→ TASK TO COMPLETE
Please update everything from the start of the records down to the line containing "624;392;745;473" by replacing "distant hillside" with "far-off ridge", leaving all else unchanged, and return only those lines.

(Image region labeling records)

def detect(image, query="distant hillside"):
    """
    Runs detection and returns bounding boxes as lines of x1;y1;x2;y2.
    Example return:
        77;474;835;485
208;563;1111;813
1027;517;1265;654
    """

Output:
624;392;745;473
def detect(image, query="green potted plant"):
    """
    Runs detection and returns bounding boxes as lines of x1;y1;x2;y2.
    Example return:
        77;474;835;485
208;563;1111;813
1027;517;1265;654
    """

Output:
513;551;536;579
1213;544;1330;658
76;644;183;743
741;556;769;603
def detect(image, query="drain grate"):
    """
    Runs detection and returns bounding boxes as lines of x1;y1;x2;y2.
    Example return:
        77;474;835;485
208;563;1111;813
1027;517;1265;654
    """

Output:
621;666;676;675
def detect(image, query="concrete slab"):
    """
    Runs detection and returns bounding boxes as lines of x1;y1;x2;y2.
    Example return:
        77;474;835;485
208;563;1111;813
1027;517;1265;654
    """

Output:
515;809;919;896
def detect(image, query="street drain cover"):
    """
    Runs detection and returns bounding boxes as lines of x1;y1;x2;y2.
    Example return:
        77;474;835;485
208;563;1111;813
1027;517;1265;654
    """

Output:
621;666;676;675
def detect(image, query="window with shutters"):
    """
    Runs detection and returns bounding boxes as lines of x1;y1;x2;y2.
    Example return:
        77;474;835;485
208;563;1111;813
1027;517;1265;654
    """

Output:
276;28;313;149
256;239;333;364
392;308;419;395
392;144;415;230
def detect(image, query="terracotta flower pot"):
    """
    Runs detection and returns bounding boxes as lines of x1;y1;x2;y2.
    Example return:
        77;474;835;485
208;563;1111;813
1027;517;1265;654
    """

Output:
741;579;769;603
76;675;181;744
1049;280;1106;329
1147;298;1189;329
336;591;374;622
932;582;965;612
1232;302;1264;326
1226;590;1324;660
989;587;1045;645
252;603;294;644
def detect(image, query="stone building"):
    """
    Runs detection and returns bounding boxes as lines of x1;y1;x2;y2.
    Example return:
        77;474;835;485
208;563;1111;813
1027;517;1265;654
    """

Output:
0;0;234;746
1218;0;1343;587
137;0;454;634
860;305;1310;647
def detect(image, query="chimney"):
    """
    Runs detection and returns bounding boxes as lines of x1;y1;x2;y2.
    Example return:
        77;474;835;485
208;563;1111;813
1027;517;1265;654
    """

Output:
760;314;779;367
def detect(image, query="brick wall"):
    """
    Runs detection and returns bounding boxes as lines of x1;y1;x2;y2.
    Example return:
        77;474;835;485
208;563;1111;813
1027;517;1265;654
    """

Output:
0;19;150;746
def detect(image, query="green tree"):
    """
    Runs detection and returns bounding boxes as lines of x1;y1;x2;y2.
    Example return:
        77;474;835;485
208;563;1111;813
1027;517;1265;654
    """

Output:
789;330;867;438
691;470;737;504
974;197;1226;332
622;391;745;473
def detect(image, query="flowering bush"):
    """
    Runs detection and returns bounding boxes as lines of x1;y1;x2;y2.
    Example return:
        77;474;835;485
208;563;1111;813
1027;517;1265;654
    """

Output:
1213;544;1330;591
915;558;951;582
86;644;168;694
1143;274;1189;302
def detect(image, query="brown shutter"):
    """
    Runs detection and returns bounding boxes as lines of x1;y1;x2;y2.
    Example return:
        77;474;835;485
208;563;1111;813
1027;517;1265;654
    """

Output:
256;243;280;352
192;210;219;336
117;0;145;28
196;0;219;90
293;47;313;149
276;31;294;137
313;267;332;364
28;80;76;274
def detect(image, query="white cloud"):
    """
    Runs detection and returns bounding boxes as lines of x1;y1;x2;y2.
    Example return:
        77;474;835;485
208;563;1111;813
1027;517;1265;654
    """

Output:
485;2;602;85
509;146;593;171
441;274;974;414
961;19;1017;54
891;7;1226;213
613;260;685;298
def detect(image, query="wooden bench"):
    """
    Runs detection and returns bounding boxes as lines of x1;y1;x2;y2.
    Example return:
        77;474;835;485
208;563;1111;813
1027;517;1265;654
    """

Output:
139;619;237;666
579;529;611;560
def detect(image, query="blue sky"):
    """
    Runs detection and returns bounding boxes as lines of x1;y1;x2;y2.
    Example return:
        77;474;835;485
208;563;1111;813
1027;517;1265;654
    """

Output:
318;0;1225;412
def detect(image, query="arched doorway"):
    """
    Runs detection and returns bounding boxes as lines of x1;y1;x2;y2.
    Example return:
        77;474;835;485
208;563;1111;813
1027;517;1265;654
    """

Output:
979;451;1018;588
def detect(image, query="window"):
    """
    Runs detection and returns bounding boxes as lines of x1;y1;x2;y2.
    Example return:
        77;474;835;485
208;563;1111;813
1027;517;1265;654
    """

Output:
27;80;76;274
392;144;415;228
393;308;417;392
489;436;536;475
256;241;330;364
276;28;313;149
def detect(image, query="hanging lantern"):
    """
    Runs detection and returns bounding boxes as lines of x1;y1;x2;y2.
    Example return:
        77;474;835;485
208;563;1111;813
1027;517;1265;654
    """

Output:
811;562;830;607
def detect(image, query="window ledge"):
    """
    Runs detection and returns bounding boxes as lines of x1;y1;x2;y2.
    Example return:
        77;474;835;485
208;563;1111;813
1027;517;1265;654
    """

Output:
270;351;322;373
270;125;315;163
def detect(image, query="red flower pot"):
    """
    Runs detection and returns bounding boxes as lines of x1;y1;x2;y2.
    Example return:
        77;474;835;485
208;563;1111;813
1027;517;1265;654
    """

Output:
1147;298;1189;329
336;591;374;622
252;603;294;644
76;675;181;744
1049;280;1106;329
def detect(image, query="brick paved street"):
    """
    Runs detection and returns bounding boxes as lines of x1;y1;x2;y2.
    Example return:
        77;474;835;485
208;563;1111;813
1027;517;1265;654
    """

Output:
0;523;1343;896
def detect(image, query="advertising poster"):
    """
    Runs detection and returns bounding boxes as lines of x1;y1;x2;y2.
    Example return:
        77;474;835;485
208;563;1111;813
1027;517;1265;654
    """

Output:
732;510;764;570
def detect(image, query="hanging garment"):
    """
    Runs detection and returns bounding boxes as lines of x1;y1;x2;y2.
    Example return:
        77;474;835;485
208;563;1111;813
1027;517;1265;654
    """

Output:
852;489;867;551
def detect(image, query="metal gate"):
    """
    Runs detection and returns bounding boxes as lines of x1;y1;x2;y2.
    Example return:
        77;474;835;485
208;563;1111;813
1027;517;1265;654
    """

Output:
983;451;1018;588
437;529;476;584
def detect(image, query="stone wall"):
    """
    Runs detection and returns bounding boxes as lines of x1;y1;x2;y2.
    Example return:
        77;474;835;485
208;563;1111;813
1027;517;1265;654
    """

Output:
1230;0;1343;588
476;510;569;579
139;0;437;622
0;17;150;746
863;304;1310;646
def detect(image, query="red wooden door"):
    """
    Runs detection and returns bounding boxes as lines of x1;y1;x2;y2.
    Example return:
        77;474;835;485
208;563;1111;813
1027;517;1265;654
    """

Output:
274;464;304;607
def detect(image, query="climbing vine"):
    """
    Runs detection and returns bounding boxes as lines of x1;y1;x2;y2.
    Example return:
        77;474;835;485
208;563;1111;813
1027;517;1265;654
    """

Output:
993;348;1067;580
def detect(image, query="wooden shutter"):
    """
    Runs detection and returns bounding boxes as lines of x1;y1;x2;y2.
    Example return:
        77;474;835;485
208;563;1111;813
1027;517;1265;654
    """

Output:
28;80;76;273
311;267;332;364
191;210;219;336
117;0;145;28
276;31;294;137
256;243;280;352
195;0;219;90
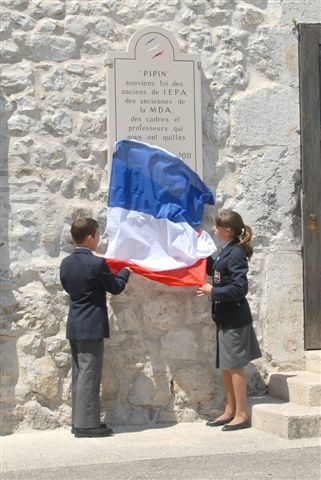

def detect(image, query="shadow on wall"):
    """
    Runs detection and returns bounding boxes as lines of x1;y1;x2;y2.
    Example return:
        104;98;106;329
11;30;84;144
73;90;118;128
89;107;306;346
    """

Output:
0;92;19;435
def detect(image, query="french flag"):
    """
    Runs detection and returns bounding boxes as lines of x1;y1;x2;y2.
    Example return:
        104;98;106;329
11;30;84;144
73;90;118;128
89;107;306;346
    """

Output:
105;140;216;286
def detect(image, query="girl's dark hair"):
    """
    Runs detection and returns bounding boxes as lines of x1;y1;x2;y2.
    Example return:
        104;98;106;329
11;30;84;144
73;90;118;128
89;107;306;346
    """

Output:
215;210;253;259
70;217;99;244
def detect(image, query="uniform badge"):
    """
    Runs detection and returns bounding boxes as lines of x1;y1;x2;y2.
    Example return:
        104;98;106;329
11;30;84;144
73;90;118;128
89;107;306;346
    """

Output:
214;270;221;283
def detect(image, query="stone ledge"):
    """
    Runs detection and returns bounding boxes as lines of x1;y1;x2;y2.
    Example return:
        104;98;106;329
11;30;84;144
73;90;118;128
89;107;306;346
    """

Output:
252;396;321;440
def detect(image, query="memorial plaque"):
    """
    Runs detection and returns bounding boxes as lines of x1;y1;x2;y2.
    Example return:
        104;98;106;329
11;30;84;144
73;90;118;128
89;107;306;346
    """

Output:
106;27;202;177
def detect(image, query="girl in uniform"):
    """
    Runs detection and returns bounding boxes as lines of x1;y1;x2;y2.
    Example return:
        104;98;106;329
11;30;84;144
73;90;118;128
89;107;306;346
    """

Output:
197;210;262;431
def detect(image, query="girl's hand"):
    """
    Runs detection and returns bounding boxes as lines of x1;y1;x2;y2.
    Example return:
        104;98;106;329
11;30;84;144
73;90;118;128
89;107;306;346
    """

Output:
196;283;213;297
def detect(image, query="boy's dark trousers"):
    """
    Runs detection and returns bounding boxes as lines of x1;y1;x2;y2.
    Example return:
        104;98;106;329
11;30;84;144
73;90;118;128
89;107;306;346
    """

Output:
70;339;104;428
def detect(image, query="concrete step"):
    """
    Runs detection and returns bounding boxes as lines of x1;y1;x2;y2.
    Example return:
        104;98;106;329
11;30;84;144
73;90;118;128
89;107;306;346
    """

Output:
251;395;321;440
268;371;321;407
304;350;321;378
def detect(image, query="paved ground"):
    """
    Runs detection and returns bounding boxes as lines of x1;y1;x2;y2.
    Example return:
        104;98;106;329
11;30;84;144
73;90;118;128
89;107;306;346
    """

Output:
1;423;321;480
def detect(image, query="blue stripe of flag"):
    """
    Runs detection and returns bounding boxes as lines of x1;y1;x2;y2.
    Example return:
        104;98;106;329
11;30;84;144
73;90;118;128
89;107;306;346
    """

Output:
108;140;214;228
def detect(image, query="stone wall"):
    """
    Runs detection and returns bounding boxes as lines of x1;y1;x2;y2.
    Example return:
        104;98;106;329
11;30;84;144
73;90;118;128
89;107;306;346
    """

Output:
0;0;321;433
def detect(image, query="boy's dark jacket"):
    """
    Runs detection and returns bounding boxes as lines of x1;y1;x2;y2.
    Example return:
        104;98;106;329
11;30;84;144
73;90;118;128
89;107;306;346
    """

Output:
207;238;252;329
60;247;130;340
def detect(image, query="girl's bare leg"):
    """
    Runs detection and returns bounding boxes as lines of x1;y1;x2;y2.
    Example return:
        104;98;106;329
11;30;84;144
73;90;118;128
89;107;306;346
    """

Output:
225;368;249;425
216;370;236;420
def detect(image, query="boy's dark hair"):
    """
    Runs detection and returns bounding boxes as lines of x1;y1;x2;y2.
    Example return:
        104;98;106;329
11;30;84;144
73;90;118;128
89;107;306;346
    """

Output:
70;217;99;244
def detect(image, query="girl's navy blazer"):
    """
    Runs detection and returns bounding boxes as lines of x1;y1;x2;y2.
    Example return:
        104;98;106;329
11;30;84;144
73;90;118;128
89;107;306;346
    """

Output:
60;247;130;340
207;238;252;329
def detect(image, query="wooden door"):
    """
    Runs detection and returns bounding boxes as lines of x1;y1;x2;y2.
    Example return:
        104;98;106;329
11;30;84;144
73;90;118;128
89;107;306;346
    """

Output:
298;24;321;350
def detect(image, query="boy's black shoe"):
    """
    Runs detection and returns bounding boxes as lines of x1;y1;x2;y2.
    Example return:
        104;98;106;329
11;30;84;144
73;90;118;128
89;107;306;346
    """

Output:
74;425;114;438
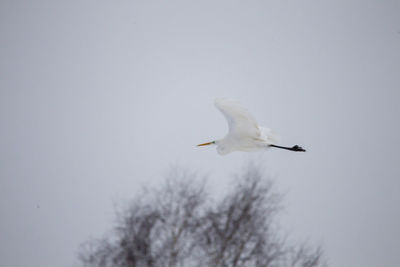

→ FINISHED EXERCISE
def detect(image, query="far-off ridge"):
    """
    Runs detection and returns bounding boxes as lines of x1;y1;x2;y2.
    Example return:
        77;474;835;485
208;563;1111;813
1027;517;1265;654
    """

Output:
624;392;745;473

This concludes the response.